▶ Excerpt to read:
[Start of Attachment]

- The itching is back. I know that sounds like a bad feminine hygiene commercial (lol), but I don't mean THAT kind of itching! As many of you know, when I get stressed I start itching like a woman on fire from head to toe and breaking out in hives. I've had it for about two years now. Some doctors have called it neurogenic itching and some have called it psychogenic itching (it's been technically labeled "stress-enhanced neurogenic inflammation"). Either way it had gone away for a few weeks after I moved here and got settled, but is now back with a vengeance after going to get Courtney and dealing with work pressures. I am back to surviving on Periactin (a strong antihistamine) three times a day, which honestly only takes the slightest of edges off but doesn't take it completely away. I think (honestly) that itching is a special form of punishment they will have in hell--it is mind-blowingly torturous when nothing will take it away. It's enough to drive someone mad, seriously.
- Week one of full on-the-job orientation is over! Phew! This week was med-surg, which basically means "slave labor". I worked on the floor taking a team and doing patient care in order to prove that I can. Most people in orientation get a month to work up to doing everything that I had to do this week, and even though it's hard, I'm grateful that they have me on the crash-course. I hate being in limbo and not in a normal routine. I totally thrive on predictability and just want to be doing "my" job. I usually do better just being told what I have to do and then learning/teaching myself as I go. Next week I work in the emergency room for a week (three days in nursing terms) and then the next week I'm in ICU. After that I haven't heard, but I'm sure I'll have to spend at least a little time in surgery and also labor & delivery. THEN, I have to spend a week or so training with the other supervisors. What this means is that it will be quite a while before I get to my job and also makes me a little frustrated that they made me spend a whole four days on the medical floor taking a team. THAT is not where I need the orientation--I've got that. Show me stuff I don't know, because there's going to be A LOT of that. But other than that, work is going really good. I really like the hospital I'm at so far and the people seem SO nice. And although the getting up at five in the morning will never grow on me, I like having my evenings at home with the kids.

[End of Attachment]

▶ The data:
[Start of Attachment]

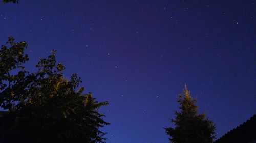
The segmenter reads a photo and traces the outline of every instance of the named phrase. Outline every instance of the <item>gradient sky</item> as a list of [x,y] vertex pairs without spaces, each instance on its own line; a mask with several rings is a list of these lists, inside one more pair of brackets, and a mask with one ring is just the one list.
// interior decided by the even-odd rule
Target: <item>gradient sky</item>
[[57,50],[65,76],[110,102],[107,142],[168,142],[184,84],[219,138],[256,113],[253,1],[0,3],[0,44],[26,41],[31,70]]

[End of Attachment]

▶ What you will do:
[1] Answer these questions from the blog entry on stress itching and nursing orientation.
(a) What medication is the writer taking, and how often?
(b) Which area did the first week of on-the-job orientation cover?
(c) Where will the writer work during the coming week?
[2] List every hospital area that the blog entry on stress itching and nursing orientation names as part of the writer's orientation, whether already completed or still to come.
[3] Pick up the blog entry on stress itching and nursing orientation where it stops, and continue it in the same voice.
The listing is not needed for this work.

▶ Answers below:
[1]
(a) Periactin, a strong antihistamine, three times a day.
(b) Med-surg.
(c) The emergency room.

[2]
- Med-surg (the medical floor)
- Emergency room
- ICU
- Surgery
- Labor & delivery

[3]
- I'm sorry I'm ignoring everyone this week! I know, I know--my blog has grown dust and there are probably 10 voicemails and 20 missed calls and texts that I haven't gotten. This really hasn't been on purpose, I'm just so crazy tired! Tonight for example, I got home by 7:30, sat down and had dinner with the fam and by 8:30 I had fallen asleep on the couch where I slept until 2:00 this morning! I am now whipping out this blog and going BACK to bed! Yep, that sums up my life right now--tired and itchy! LOL (don't I sound s-e-x-y???)
- Courtney is home. I have to admit she's been really, really good (even though it's only been 24 hours, that can actually be a lifetime in teenage wasteland!), but she's still done her part to contribute to my hives. I have a couple right now with her name all over them! Things like texting me to ask if she can go to the movies with Alex tonight--yeah, you're thinking the same thing I'm thinking aren't you--who's Alex??? Oh, he's some boy that she found on myspace and doesn't know from Adam that she's decided she's going to date now. My response to that was, "That's how people disappear and never come home Courtney!" Her response was, "I would've introduced you before we left!" *Sigh* I also heard, "I sat on the front porch for a little while today and these group of four or five guys was walking past and we're friends now. They want me to come hang out tonight at the park, can I?" *sigh*--or should I say "*scratch*.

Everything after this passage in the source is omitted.